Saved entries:
•••••

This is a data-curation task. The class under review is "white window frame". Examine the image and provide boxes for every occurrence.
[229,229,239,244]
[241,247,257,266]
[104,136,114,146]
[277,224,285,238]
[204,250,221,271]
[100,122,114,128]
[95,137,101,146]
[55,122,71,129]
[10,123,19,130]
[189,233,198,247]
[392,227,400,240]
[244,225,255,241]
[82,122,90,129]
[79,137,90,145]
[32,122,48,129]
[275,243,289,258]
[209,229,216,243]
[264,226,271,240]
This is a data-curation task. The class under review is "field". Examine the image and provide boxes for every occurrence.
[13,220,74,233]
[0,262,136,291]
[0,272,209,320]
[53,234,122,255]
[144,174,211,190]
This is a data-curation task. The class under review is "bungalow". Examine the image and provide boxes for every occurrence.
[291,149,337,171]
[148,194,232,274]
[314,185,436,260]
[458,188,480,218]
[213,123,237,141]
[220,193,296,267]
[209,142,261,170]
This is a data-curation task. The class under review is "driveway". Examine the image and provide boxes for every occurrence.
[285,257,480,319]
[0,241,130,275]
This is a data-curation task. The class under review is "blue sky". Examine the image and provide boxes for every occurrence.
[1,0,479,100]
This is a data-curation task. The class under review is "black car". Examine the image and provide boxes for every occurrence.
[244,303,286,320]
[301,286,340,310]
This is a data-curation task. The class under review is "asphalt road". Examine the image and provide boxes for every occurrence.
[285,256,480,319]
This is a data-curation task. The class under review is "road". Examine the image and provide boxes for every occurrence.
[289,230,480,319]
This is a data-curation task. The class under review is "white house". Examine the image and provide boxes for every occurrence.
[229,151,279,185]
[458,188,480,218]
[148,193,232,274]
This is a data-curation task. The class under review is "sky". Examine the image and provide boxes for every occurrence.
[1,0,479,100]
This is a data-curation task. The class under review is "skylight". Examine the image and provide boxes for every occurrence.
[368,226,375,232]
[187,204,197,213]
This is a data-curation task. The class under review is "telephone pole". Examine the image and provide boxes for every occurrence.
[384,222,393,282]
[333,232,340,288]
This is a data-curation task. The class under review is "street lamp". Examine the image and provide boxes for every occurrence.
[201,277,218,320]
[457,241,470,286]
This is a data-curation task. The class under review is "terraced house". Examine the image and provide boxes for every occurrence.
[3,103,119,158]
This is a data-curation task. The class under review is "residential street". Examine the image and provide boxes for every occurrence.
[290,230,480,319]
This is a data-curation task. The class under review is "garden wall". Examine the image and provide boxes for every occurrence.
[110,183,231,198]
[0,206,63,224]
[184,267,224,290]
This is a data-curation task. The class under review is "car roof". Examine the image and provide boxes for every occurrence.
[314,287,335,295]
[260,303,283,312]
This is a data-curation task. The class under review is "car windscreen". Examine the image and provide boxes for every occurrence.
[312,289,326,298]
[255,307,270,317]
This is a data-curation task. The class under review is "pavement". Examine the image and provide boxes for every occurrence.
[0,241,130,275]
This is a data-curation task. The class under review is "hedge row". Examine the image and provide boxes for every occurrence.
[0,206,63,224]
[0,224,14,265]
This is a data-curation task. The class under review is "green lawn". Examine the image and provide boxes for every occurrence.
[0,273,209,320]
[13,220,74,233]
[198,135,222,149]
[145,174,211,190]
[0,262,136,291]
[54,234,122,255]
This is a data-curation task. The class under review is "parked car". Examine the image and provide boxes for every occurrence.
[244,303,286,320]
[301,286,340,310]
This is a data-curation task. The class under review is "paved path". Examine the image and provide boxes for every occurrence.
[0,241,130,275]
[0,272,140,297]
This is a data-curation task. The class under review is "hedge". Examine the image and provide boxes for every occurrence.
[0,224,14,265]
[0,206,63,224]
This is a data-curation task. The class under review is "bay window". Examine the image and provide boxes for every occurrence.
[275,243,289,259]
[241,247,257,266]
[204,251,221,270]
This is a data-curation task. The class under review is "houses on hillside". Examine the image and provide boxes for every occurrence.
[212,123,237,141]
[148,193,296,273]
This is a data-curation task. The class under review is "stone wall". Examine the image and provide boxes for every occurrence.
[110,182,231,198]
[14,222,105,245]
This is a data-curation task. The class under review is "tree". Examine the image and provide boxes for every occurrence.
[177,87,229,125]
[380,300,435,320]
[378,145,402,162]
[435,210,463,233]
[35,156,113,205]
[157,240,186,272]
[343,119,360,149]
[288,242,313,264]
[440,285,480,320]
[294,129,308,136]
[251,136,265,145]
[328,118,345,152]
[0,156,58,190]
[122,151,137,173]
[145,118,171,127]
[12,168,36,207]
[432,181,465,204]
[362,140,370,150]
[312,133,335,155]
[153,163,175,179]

•••••

• _Problem requirements_: What is needed here is an exact copy of every record.

• _Answer for this exercise_:
This is a data-curation task. The class under review is "white window frame". Examine the image and provide boxes for every occurrence.
[229,229,239,244]
[241,247,257,266]
[104,136,114,146]
[277,224,285,238]
[204,250,221,271]
[100,122,114,128]
[95,137,101,146]
[55,122,71,129]
[10,123,19,130]
[189,233,198,247]
[392,227,400,240]
[244,225,255,241]
[82,122,90,129]
[79,137,90,145]
[32,122,48,129]
[275,243,289,258]
[209,229,216,243]
[264,226,271,240]
This is a data-curation task. The class under review is "field". Examine the image and provide boxes for every occurrence.
[13,220,74,233]
[0,262,136,291]
[0,272,209,320]
[53,234,122,255]
[144,174,211,190]
This is a data-curation task. The class under review is "bungalow". Examine the image and provide boxes for every occurrence.
[291,149,337,171]
[148,194,232,274]
[314,185,436,260]
[458,188,480,218]
[213,123,237,141]
[220,193,296,267]
[209,142,261,170]
This is a data-curation task. The class under review is "driveway". Examine the image and provide boxes for every occurrence.
[285,257,480,319]
[0,241,130,275]
This is a data-curation task. The class under review is "blue sky". Examine the image and provide boxes for every occurrence.
[1,0,479,100]
This is a data-curation task. The class under review is "black car". Examine the image and provide boxes for every occurrence.
[244,303,286,320]
[301,286,340,310]
This is a data-curation task. The class under review is "asphalt road". Examine the image and provide boxes for every occurrence.
[285,256,480,319]
This is a data-curation task. The class under review is "road". Examine the image and provide boxes for every occurrence.
[289,230,480,319]
This is a data-curation task. The class under review is "white house". Examine the image and provide boxes for every occurrence.
[229,151,279,185]
[458,188,480,218]
[148,193,232,274]
This is a data-curation task. The class under review is "sky". Examine the image and provide boxes for every occurrence.
[1,0,479,100]
This is a data-curation task. The class under review is "skylight". Examine the image and provide boxes for every occurrence.
[368,226,375,232]
[187,204,197,213]
This is a data-curation task. The class under review is "telephone pole". Examine the image and provide boxes for every occurrence.
[384,222,393,282]
[333,232,340,288]
This is a data-curation task. The class under review is "street lamp". Examine the image and provide boxes for every occurrence.
[201,277,218,320]
[457,241,470,286]
This is a data-curation task. The class under review is "terraced house". Examine the image and provide boxes for every occurrence.
[3,103,119,158]
This is a data-curation task. The class under review is "residential street". Examine the image and provide boxes for every occurrence.
[290,230,480,319]
This is a data-curation task. The class under review is "garden wall". Examine the image and provide boxes for every occurrence.
[110,183,231,198]
[0,206,63,224]
[184,267,224,290]
This is a data-curation task. The class under review is "car roof". Examine the image and provide boxes for every occurrence.
[314,287,335,295]
[260,303,283,312]
This is a data-curation task. The class under review is "car windscreen". Examine the image and provide boxes for every occurrence.
[312,289,326,298]
[255,307,270,317]
This is a data-curation task. The class under review is "pavement". Examine the image and provide boxes for every occurrence.
[0,241,130,275]
This is a data-curation task. The class under review is "hedge row". Examine the image and provide boxes for every occurrence.
[0,206,63,224]
[0,224,14,265]
This is a data-curation task. The class under review is "green lawn". Examine the image and provide boxes for every occurrence.
[0,273,209,320]
[13,220,74,233]
[198,135,222,149]
[145,174,211,190]
[0,262,136,291]
[54,234,122,255]
This is a data-curation task. The class under review is "parked car". Examine the image and provide boxes for every occurrence.
[244,303,286,320]
[301,286,340,310]
This is a data-curation task. The class under review is "paved path". Examine the image and provide boxes for every occurrence.
[0,241,130,275]
[0,272,140,297]
This is a data-curation task. The class under review is "hedge". Examine the image and provide boxes for every occurrence.
[0,224,14,265]
[0,206,63,224]
This is a data-curation task. The class under review is "bay window". Examine the image and provide boxes for every occurrence.
[275,243,289,259]
[241,247,257,266]
[204,251,221,270]
This is a data-curation task. The class under review is "houses on hillside". Examine the image and provide boxes for every occurrence.
[212,123,237,141]
[148,193,296,273]
This is a data-curation task. The class under review is "stone wall". Examine the image and provide boxes for every occurrence.
[110,182,231,198]
[14,222,105,245]
This is a data-curation task. The class under review is "tree". Examine the image and provide boxes for every occurrence.
[177,87,229,125]
[380,300,435,320]
[378,145,402,162]
[435,210,463,233]
[35,156,113,205]
[157,240,186,272]
[343,119,360,149]
[288,242,313,264]
[440,285,480,320]
[294,129,308,136]
[251,136,265,145]
[328,118,345,152]
[0,156,58,190]
[122,151,137,173]
[145,118,171,127]
[12,168,36,207]
[432,181,465,204]
[362,140,370,150]
[312,133,335,155]
[153,163,175,179]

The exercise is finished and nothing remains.